■ RECORDS FOR THIS TASK
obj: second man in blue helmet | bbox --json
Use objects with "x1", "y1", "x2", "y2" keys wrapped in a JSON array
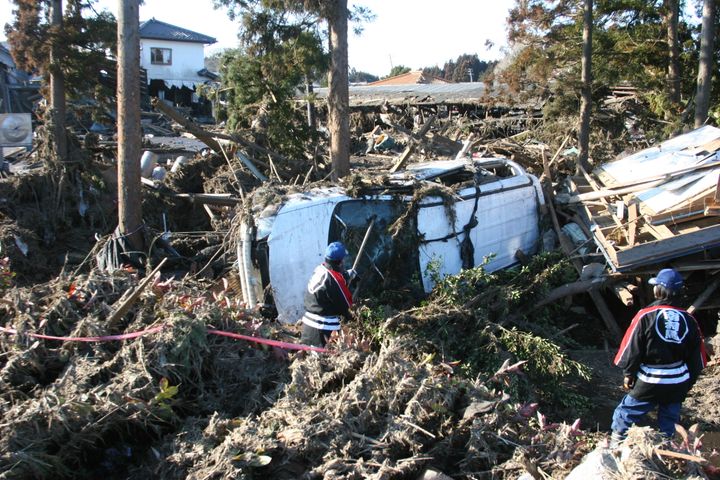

* * *

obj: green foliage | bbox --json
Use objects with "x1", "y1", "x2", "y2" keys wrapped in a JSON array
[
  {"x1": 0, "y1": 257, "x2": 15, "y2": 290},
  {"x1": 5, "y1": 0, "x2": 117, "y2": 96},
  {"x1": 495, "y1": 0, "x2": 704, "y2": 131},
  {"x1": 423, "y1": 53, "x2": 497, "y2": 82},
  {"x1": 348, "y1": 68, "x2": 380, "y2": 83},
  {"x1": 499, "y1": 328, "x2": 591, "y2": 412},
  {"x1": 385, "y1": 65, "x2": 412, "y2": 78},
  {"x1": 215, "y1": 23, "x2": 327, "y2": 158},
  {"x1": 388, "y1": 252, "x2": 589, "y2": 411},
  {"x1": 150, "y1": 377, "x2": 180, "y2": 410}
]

■ WHAT TO PRODUCE
List each line of the records above that contains the string "bbox", counting only matches with the same case.

■ TASK RESPONSE
obj: second man in blue helmet | bbox --json
obj: green foliage | bbox --json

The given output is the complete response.